[REQUIRED WORK]
Print word for word the passage of the excerpt on proposal cover letters that opens with the words containing "But wait. Not" and closes with "the right message.".

But wait. Not so fast. When was the last time you read your boilerplate RFP cover letter? Like, actually read it. If you’re like many others, it’s been a while. Unfortunately, that means you might not be putting your best foot forward.
So, before you send off that RFP response, let’s take a closer look at your proposal cover letter and be sure it accurately represents your proposal. With a couple easy tips and a quick review, your cover letter will send just the right message.
In this post, we’ll explore what a proposal cover letter is and why it matters. Then, I’ll explain what a cover letter includes, tips for writing a winning letter and a few sample RFP cover letters. Finally, I’ll share a proposal cover letter template you can download and customize to get a head start.
- What is a proposal cover letter?
- Why a well-written cover letter matters
- Basics to know before you start your cover letter
- Parts of a proposal
- Components of a cover letter
- What your RFP cover letter should do
- Beyond the basics: Six tips to writing a better RFP cover letter
- Getting started: RFP cover letter example and template
- Helpful response resources
Download the RFP cover letter template now.
What is a proposal cover letter?
A proposal cover letter is a single-page letter addressed to a prospective customer containing high-level information from a prospective vendor. The letter precedes an accompanying RFP response or business proposal.
Alternative names for the proposal cover letter include RFP response cover letter, bid proposal cover letter, RFP cover page and other similar variations. No matter what it’s called, the cover letter is your chance to introduce your business and offer to a potential new customer. As such, you need to make it count.
Why a well-written cover letter matters
You spend hours working through the proposal process, so why should you spend even more time crafting an RFP response cover letter? The proposal cover letter is an oft-overlooked sales tool. Indeed, it’s a zero-cost way to get your message directly to the people who decide whether or not your proposal wins. Furthermore, the RFP cover letter takes very little time to compose (especially if you use our template below) and offers you one more way to stand out from your competitors.
If you’re like most businesses, your cover letter can probably be summarized like this: “Dear Mr. or Ms. Company — Thank you so much for this opportunity. Included in this proposal you will find our answers that meet the requested specifications. Thank you for your consideration.”

[Data drawn from a collection]
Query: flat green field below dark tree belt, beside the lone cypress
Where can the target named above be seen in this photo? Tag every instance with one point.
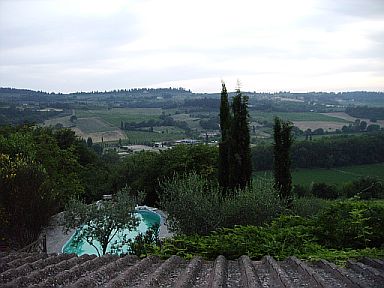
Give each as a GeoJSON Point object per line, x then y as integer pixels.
{"type": "Point", "coordinates": [336, 176]}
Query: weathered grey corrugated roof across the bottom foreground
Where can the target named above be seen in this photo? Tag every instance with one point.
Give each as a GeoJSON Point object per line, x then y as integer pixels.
{"type": "Point", "coordinates": [62, 270]}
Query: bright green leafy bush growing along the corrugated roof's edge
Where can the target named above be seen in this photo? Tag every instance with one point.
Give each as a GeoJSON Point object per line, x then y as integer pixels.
{"type": "Point", "coordinates": [286, 236]}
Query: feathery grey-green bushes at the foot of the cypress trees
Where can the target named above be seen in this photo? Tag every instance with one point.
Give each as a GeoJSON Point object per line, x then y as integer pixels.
{"type": "Point", "coordinates": [196, 206]}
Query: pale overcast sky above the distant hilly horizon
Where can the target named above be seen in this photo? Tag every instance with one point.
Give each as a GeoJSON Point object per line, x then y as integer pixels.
{"type": "Point", "coordinates": [269, 45]}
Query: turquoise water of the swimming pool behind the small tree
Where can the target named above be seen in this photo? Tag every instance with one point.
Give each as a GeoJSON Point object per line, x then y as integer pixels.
{"type": "Point", "coordinates": [147, 219]}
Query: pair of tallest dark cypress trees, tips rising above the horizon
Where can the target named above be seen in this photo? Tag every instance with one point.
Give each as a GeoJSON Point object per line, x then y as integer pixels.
{"type": "Point", "coordinates": [235, 166]}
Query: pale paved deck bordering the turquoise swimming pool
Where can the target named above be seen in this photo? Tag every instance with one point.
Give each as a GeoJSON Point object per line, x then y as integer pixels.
{"type": "Point", "coordinates": [56, 238]}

[EXERCISE OUTPUT]
But wait. Not so fast. When was the last time you read your boilerplate RFP cover letter? Like, actually read it. If you’re like many others, it’s been a while. Unfortunately, that means you might not be putting your best foot forward.
So, before you send off that RFP response, let’s take a closer look at your proposal cover letter and be sure it accurately represents your proposal. With a couple easy tips and a quick review, your cover letter will send just the right message.